▶ _INSTRUCTION_
Can you print the data exactly and leave out each image?

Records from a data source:
┌────────

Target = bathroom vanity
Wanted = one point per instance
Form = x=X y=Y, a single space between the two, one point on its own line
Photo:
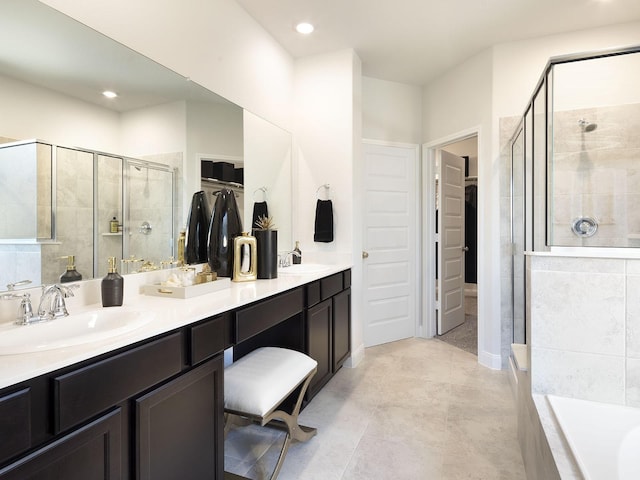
x=151 y=406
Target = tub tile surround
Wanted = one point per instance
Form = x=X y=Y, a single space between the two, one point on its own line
x=585 y=328
x=584 y=343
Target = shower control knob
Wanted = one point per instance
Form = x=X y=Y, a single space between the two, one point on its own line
x=584 y=227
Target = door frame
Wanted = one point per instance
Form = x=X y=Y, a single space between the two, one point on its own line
x=428 y=205
x=417 y=288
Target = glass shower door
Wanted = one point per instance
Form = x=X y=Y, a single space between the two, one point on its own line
x=149 y=200
x=518 y=235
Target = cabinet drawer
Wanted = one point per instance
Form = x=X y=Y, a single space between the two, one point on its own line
x=329 y=286
x=90 y=390
x=206 y=339
x=90 y=452
x=347 y=278
x=15 y=423
x=313 y=294
x=257 y=318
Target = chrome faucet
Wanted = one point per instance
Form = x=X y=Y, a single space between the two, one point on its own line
x=284 y=259
x=52 y=301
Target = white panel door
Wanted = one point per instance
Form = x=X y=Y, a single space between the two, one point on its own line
x=451 y=245
x=390 y=257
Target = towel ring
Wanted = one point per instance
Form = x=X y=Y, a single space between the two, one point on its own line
x=327 y=187
x=264 y=193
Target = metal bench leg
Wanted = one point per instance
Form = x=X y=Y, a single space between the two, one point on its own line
x=294 y=430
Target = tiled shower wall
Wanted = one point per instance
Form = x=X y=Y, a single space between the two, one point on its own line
x=597 y=174
x=585 y=328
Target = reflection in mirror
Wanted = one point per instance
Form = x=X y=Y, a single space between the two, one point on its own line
x=25 y=192
x=268 y=151
x=51 y=90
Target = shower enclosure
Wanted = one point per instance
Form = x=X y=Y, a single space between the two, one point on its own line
x=575 y=179
x=68 y=198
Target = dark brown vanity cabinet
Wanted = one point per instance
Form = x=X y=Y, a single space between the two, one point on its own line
x=91 y=452
x=179 y=427
x=319 y=321
x=328 y=326
x=153 y=410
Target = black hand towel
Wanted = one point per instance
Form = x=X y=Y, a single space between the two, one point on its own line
x=259 y=210
x=324 y=222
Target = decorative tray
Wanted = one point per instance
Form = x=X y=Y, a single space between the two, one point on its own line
x=160 y=290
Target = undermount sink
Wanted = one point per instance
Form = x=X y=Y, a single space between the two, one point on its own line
x=76 y=329
x=303 y=268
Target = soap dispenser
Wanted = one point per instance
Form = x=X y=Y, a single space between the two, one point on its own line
x=297 y=258
x=112 y=286
x=71 y=274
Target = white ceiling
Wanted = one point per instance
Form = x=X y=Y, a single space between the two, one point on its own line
x=414 y=41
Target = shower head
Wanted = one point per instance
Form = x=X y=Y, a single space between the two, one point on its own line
x=587 y=126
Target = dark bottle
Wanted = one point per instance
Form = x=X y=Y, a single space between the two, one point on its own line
x=297 y=258
x=195 y=250
x=112 y=286
x=71 y=274
x=225 y=226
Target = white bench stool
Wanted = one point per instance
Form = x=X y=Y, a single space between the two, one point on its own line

└────────

▶ _WRITTEN ANSWER_
Target = bathroom vanity
Wanted = one point per instance
Form = x=X y=Y, a single space between the two, one point on its own line
Photo:
x=151 y=406
Target = tub tile surround
Wanted = one point per instance
Form = x=X y=Y, a single space between the two, one point on its own line
x=585 y=328
x=584 y=343
Target = shower control knob
Wanted = one point per instance
Form = x=X y=Y, a single space between the two, one point on its own line
x=584 y=227
Target = door frame
Wanted = one point per instance
Form = x=X y=Y, a single space between the two, one point on its own line
x=428 y=205
x=417 y=288
Target = glass shower door
Wanted = one point per instance
Form = x=X y=Y, a single space between the two, one point on its own line
x=149 y=200
x=518 y=235
Target = cabinet drawer
Wanted = one point per instance
Form = x=X y=Y, a single space between the two, one point on its own line
x=329 y=286
x=90 y=390
x=206 y=339
x=90 y=452
x=347 y=278
x=15 y=423
x=313 y=294
x=257 y=318
Target = chrome faucet
Wanted = one point per instance
Form = x=X y=Y, a single space between the two, one point on its own line
x=284 y=259
x=52 y=301
Target = white panel door
Wanted = one point per instance
Form = x=X y=Y, a single space between the two, one point on its own line
x=451 y=245
x=390 y=257
Target = towel ring
Wanted = one point per instance
Form = x=X y=Y, a single space between the two, one point on its own line
x=327 y=187
x=264 y=193
Target = metal bench leg
Wanted = one point per instance
Form = x=X y=Y, a single space between the two, one point on its own line
x=294 y=430
Target = tiled shower wall
Wanted = one point per instance
Form = x=X y=Y, a single space between the two, one point on its own line
x=597 y=174
x=585 y=328
Target = reflection in mirror
Wanted = one point per instance
Form = x=X y=Y, a single space between the two, one point on its own line
x=25 y=192
x=268 y=151
x=51 y=90
Target = shower enclosure
Wanted = one point per instance
Form = x=X y=Y, a single space between the two, one point on its own line
x=575 y=179
x=68 y=198
Target = dark brown vanity cabinet
Wanted = one point per instance
Form = x=X y=Y, a single space between the two, one point on its own line
x=91 y=452
x=179 y=427
x=319 y=321
x=328 y=326
x=153 y=410
Target = black hand towel
Wanted = one point per instance
Form = x=X y=Y, a single space between the two, one point on its own line
x=259 y=210
x=324 y=222
Target = decorative tray
Wanted = one point per instance
Form = x=X y=Y, a single space between the two, one point on its own line
x=160 y=290
Target = undermount sink
Wanted = one point per instance
Form = x=X y=Y, a single space between the two, one point on its own line
x=76 y=329
x=303 y=268
Target = soap dispenser
Wanted = one point per instance
Form = x=X y=Y, a single space between the two, one point on its own line
x=297 y=258
x=112 y=286
x=71 y=274
Target = white ceiling
Wanted = one point per instance
Form = x=X y=Y, a single space between the two, one point on its own line
x=414 y=41
Target = shower head
Wanted = one point per instance
Form = x=X y=Y, a single space between the two, one point on its own line
x=587 y=126
Target = dark bottle
Wanted = one point per instance
Form = x=X y=Y, a single space between the two, one point on its own line
x=297 y=258
x=195 y=250
x=112 y=286
x=71 y=274
x=225 y=226
Target = white bench stool
Wanted = one point per instance
Form = x=X y=Y, a single space between the two, one point on its own line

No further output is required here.